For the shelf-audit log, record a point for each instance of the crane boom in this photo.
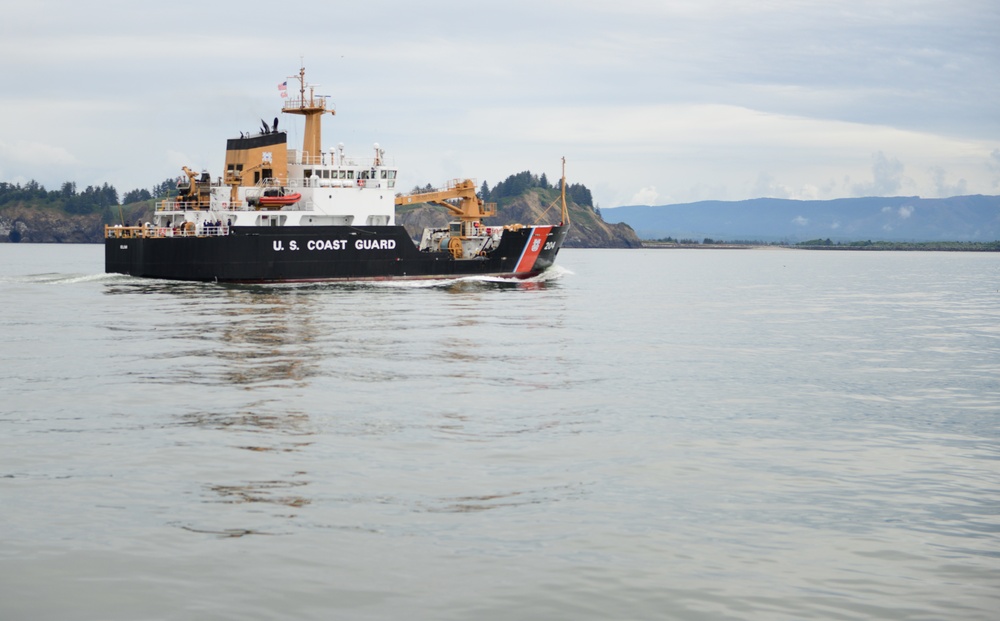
(469, 208)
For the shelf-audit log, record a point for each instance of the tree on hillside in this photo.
(168, 187)
(136, 196)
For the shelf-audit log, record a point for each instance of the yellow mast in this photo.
(312, 108)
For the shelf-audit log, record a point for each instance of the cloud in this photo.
(945, 189)
(887, 177)
(645, 196)
(689, 99)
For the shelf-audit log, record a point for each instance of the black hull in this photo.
(323, 253)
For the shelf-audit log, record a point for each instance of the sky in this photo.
(650, 102)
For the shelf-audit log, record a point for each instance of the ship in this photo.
(314, 215)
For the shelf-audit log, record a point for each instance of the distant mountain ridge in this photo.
(897, 218)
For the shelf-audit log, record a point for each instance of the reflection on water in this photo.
(681, 435)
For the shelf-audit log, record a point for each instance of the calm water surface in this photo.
(649, 434)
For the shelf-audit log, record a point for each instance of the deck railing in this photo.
(146, 232)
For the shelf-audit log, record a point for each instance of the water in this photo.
(649, 434)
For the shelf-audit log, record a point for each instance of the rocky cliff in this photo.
(38, 225)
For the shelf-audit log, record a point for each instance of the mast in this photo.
(312, 108)
(565, 208)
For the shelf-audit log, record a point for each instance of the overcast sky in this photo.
(650, 101)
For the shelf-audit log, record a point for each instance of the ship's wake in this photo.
(550, 275)
(59, 278)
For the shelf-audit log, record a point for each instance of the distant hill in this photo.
(898, 218)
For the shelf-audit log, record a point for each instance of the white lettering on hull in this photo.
(375, 244)
(337, 244)
(326, 244)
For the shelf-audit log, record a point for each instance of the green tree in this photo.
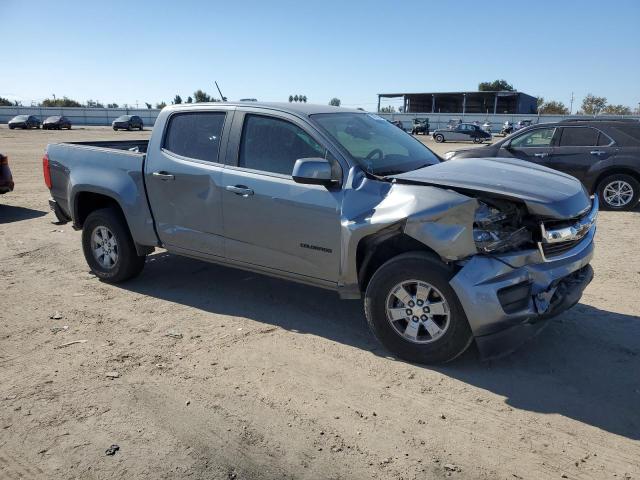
(495, 86)
(553, 108)
(592, 105)
(200, 96)
(616, 110)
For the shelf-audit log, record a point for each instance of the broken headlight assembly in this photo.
(498, 227)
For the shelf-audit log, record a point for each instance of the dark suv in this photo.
(603, 154)
(127, 122)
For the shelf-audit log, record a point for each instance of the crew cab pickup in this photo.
(443, 253)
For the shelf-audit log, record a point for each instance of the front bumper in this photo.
(507, 297)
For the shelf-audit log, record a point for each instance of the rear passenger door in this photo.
(183, 178)
(534, 145)
(270, 220)
(581, 149)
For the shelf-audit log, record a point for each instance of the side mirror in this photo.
(313, 171)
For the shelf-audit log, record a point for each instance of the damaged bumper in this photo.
(507, 297)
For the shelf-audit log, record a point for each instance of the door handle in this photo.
(241, 190)
(164, 176)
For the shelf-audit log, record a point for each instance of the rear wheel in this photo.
(414, 312)
(108, 247)
(619, 192)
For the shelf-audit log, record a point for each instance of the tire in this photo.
(455, 334)
(128, 263)
(628, 187)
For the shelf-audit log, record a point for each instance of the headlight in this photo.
(498, 231)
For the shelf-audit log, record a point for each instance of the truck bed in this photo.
(112, 169)
(138, 146)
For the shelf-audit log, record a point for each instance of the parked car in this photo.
(24, 121)
(6, 179)
(56, 122)
(420, 126)
(507, 128)
(127, 122)
(397, 123)
(464, 132)
(522, 124)
(444, 254)
(603, 154)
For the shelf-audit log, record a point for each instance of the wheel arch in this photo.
(614, 171)
(86, 201)
(376, 249)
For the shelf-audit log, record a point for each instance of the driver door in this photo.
(534, 145)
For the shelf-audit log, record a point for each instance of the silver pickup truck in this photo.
(443, 253)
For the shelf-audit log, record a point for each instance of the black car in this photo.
(24, 121)
(127, 122)
(603, 154)
(56, 122)
(420, 126)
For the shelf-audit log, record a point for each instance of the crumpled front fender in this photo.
(440, 219)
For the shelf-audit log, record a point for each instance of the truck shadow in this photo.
(9, 213)
(584, 366)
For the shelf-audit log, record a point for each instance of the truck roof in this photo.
(304, 109)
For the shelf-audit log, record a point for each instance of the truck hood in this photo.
(545, 192)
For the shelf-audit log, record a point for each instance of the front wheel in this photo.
(619, 192)
(108, 247)
(414, 312)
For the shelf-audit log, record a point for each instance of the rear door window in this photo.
(579, 137)
(540, 137)
(273, 145)
(195, 135)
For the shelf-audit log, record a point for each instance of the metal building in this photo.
(502, 102)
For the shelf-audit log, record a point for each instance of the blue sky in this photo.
(128, 51)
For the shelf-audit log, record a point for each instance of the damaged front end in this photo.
(517, 263)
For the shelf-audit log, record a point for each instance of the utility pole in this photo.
(571, 107)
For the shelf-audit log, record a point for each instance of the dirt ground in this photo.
(222, 374)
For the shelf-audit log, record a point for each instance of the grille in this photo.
(554, 249)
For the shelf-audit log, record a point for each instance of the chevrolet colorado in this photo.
(444, 253)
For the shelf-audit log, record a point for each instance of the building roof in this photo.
(499, 92)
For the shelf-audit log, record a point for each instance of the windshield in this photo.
(376, 145)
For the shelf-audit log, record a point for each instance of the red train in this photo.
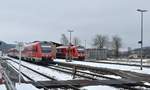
(35, 52)
(70, 51)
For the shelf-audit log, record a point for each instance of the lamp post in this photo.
(141, 41)
(70, 31)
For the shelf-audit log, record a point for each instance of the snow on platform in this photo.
(2, 87)
(49, 72)
(112, 66)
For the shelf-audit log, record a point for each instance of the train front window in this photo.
(46, 49)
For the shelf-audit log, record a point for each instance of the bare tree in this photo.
(100, 41)
(64, 40)
(116, 44)
(76, 41)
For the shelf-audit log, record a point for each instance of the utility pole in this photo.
(141, 41)
(70, 31)
(20, 48)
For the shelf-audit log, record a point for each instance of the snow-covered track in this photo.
(116, 63)
(36, 83)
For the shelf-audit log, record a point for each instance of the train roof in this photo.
(66, 46)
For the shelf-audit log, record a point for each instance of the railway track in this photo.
(147, 66)
(76, 71)
(35, 82)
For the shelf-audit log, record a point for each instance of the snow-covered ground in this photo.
(49, 72)
(3, 87)
(26, 87)
(100, 87)
(112, 66)
(125, 61)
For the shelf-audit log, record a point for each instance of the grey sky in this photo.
(29, 20)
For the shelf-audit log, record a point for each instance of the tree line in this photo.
(99, 41)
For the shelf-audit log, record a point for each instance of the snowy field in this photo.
(49, 72)
(112, 66)
(125, 61)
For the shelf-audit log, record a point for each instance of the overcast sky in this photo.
(29, 20)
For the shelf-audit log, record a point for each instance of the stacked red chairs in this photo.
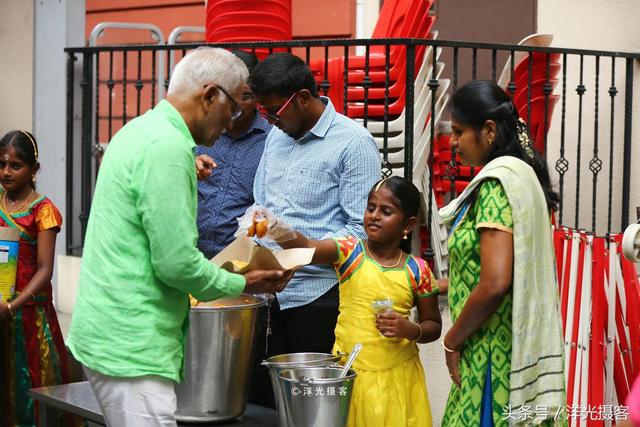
(530, 91)
(384, 68)
(448, 174)
(249, 20)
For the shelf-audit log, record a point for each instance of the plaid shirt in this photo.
(228, 192)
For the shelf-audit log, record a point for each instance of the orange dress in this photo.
(32, 351)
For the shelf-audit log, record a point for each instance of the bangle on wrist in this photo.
(447, 349)
(33, 297)
(12, 311)
(419, 332)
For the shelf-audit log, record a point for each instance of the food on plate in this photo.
(258, 228)
(192, 301)
(239, 265)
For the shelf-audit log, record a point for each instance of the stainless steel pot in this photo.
(316, 397)
(281, 362)
(218, 359)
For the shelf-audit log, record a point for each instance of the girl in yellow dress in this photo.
(390, 387)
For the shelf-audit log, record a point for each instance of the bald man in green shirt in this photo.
(140, 258)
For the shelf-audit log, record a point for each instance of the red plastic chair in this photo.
(538, 72)
(407, 28)
(520, 98)
(251, 17)
(218, 8)
(253, 32)
(537, 129)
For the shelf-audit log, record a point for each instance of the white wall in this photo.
(590, 24)
(16, 65)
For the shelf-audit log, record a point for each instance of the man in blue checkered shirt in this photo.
(316, 172)
(226, 172)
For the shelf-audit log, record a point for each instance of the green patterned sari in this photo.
(492, 342)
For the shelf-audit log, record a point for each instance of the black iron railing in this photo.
(117, 83)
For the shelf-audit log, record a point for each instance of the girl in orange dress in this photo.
(32, 351)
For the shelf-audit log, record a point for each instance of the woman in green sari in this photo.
(504, 351)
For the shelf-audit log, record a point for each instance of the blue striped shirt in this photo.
(228, 192)
(319, 184)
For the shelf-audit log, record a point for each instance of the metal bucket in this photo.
(316, 397)
(281, 362)
(218, 359)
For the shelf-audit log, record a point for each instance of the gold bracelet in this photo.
(419, 332)
(12, 311)
(33, 297)
(448, 350)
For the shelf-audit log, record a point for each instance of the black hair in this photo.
(481, 100)
(249, 58)
(25, 145)
(407, 195)
(282, 74)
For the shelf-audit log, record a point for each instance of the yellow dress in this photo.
(390, 387)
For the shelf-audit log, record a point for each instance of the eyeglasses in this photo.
(237, 109)
(275, 117)
(247, 96)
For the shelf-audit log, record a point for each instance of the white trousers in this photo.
(147, 401)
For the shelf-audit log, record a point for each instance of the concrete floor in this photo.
(435, 369)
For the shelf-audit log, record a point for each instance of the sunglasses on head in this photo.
(275, 117)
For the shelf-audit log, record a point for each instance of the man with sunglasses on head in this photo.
(226, 171)
(316, 172)
(140, 261)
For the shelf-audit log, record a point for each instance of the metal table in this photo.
(78, 399)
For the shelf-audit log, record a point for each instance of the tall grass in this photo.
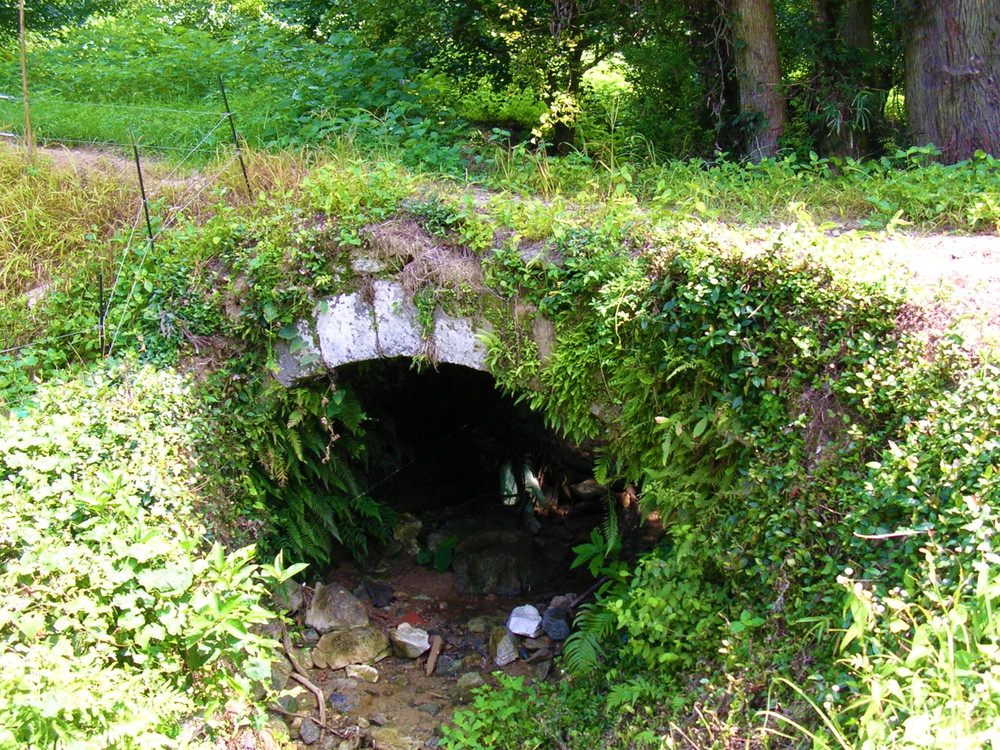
(925, 668)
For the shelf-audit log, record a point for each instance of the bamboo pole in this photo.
(28, 135)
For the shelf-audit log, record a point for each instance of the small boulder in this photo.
(497, 561)
(288, 597)
(281, 672)
(308, 732)
(503, 646)
(385, 738)
(555, 623)
(525, 621)
(588, 489)
(335, 608)
(355, 646)
(478, 624)
(363, 672)
(409, 642)
(406, 532)
(380, 593)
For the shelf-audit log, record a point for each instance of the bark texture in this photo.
(952, 57)
(762, 102)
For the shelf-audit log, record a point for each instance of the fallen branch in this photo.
(302, 677)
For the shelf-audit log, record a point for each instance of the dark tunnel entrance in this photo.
(490, 490)
(442, 437)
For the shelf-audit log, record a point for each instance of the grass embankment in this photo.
(765, 401)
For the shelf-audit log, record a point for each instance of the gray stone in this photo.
(555, 623)
(299, 359)
(564, 601)
(281, 672)
(406, 532)
(478, 624)
(497, 562)
(526, 621)
(364, 672)
(503, 646)
(355, 646)
(409, 642)
(309, 732)
(340, 702)
(379, 593)
(385, 738)
(335, 608)
(542, 654)
(466, 684)
(288, 703)
(588, 489)
(449, 665)
(310, 635)
(288, 597)
(543, 670)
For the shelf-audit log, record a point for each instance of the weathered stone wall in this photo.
(378, 322)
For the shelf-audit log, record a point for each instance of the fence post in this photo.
(142, 191)
(232, 128)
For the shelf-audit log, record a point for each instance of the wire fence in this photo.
(134, 239)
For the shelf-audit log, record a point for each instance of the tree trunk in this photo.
(762, 103)
(953, 76)
(844, 104)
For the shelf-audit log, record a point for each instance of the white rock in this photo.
(409, 642)
(525, 621)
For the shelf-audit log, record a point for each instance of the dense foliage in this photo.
(122, 626)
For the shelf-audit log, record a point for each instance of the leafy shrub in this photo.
(118, 621)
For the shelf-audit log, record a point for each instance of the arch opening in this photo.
(485, 483)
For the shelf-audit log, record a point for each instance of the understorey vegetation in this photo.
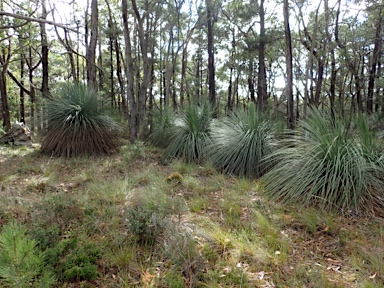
(307, 211)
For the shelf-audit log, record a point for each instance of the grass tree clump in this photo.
(241, 142)
(329, 164)
(78, 125)
(190, 134)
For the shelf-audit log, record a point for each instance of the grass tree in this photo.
(190, 133)
(241, 142)
(329, 164)
(78, 125)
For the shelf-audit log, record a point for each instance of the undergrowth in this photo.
(122, 221)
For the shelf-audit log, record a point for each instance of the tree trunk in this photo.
(130, 75)
(289, 71)
(44, 54)
(22, 102)
(91, 46)
(211, 56)
(262, 77)
(4, 101)
(375, 59)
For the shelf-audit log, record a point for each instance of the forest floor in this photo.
(221, 232)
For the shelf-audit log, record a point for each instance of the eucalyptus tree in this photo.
(5, 57)
(211, 55)
(289, 68)
(376, 18)
(91, 38)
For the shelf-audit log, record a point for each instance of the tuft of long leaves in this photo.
(190, 134)
(241, 142)
(330, 165)
(78, 125)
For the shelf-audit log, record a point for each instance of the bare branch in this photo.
(38, 20)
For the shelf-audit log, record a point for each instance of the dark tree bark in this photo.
(289, 69)
(91, 46)
(374, 62)
(21, 94)
(262, 99)
(211, 55)
(130, 75)
(44, 54)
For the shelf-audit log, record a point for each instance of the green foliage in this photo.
(180, 248)
(329, 165)
(190, 134)
(22, 264)
(241, 143)
(147, 214)
(80, 263)
(74, 260)
(78, 125)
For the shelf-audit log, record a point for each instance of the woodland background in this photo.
(143, 56)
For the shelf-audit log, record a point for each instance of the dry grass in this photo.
(222, 233)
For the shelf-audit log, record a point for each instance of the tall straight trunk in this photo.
(379, 100)
(4, 101)
(211, 55)
(130, 75)
(44, 54)
(332, 88)
(251, 82)
(289, 69)
(262, 76)
(375, 59)
(144, 49)
(168, 69)
(22, 102)
(91, 46)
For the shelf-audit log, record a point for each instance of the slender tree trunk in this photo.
(4, 101)
(211, 56)
(375, 59)
(289, 69)
(22, 102)
(91, 46)
(251, 82)
(130, 75)
(44, 54)
(262, 76)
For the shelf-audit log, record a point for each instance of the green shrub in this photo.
(80, 263)
(73, 259)
(328, 165)
(78, 125)
(147, 215)
(22, 264)
(241, 142)
(190, 134)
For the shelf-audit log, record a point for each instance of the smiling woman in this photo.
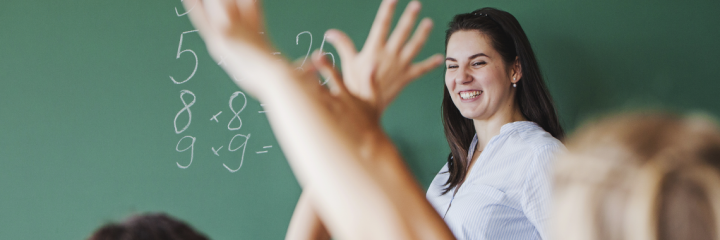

* Problem to solve *
Please pull out every line of the records above that contains the word "blue" and list those lines.

* Answer to the task *
For the shelf-audit log, record a point for each instance of the blue sky in this photo.
For the shelf-audit log, record a point for each instance of the man in blue checkered shirt in this photo.
For the shelf-audit log, record a point for each instance of the blue striped shirt in this photo.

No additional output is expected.